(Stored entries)
•••••
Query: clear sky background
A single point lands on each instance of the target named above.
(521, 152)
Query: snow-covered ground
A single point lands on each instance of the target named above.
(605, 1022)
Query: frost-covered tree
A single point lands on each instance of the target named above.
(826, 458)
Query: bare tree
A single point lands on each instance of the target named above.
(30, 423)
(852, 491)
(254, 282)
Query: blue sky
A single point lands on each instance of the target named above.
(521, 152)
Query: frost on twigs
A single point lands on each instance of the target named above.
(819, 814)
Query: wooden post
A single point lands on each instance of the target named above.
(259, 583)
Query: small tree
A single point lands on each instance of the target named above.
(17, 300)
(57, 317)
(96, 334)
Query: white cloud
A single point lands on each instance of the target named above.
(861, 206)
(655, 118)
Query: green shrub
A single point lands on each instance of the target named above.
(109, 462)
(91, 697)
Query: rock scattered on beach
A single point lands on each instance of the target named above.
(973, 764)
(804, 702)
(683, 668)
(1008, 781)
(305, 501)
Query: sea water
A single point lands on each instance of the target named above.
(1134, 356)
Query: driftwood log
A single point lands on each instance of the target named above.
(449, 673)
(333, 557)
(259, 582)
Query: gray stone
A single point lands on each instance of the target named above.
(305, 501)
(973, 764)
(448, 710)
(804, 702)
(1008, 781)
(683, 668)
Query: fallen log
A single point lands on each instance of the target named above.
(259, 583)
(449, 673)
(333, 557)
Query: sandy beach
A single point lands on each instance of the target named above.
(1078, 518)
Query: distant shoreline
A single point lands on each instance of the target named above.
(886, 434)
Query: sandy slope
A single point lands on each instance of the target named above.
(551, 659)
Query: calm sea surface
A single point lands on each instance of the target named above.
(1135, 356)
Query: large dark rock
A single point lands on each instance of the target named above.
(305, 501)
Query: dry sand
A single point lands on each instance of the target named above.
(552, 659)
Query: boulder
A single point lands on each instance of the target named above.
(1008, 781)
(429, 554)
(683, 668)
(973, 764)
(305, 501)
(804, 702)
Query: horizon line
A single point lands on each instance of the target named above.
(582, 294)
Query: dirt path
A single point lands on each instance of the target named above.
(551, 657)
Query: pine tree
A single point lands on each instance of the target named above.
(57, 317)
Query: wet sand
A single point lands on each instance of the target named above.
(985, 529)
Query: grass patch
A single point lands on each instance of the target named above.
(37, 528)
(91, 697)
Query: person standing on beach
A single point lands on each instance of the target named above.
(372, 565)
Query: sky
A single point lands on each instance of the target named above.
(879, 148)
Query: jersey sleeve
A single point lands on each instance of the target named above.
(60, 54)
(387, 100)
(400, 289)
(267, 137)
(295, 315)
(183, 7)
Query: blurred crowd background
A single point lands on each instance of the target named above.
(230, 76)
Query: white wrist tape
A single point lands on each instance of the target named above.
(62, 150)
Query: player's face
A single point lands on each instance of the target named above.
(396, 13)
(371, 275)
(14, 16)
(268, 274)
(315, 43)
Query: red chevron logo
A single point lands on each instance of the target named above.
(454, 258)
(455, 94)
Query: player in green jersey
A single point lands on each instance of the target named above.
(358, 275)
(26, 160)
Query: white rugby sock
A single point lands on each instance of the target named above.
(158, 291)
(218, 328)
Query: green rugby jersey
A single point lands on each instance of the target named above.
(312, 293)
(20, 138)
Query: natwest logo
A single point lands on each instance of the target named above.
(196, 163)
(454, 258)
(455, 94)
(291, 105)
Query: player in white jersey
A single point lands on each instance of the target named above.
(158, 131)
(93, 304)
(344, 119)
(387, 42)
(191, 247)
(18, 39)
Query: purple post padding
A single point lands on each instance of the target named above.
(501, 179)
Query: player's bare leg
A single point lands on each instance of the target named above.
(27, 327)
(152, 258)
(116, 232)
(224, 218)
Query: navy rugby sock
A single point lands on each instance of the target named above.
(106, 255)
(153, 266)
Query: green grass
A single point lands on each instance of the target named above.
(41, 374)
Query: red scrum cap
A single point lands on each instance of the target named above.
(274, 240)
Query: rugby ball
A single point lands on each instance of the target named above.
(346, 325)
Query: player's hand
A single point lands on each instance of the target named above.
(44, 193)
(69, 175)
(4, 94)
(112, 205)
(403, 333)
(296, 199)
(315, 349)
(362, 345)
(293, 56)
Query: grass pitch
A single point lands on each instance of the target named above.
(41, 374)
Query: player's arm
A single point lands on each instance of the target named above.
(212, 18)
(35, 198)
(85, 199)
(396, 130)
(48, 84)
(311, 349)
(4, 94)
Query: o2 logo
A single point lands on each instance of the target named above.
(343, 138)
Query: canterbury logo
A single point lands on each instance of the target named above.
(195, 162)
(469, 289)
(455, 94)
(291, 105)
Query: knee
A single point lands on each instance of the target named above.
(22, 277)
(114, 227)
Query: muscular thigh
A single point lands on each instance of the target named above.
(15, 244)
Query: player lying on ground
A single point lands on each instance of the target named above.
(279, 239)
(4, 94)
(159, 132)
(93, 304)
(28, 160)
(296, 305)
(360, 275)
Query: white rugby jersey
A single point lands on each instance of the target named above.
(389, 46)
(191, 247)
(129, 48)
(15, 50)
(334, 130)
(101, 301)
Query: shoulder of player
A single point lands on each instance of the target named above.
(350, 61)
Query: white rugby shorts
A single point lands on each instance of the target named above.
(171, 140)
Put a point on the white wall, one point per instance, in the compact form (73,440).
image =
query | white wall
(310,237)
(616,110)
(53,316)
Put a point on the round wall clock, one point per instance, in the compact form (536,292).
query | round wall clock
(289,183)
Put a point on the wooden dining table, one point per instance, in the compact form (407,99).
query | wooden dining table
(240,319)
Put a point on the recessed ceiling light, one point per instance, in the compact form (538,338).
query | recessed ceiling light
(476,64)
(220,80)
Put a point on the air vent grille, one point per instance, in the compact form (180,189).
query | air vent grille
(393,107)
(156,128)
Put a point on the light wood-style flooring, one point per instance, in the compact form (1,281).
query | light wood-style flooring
•••••
Directions for this task:
Copy every line above in which the string "tree" shows up.

Task response:
Query: frost-covered tree
Query: bare tree
Query: small tree
Query: pine tree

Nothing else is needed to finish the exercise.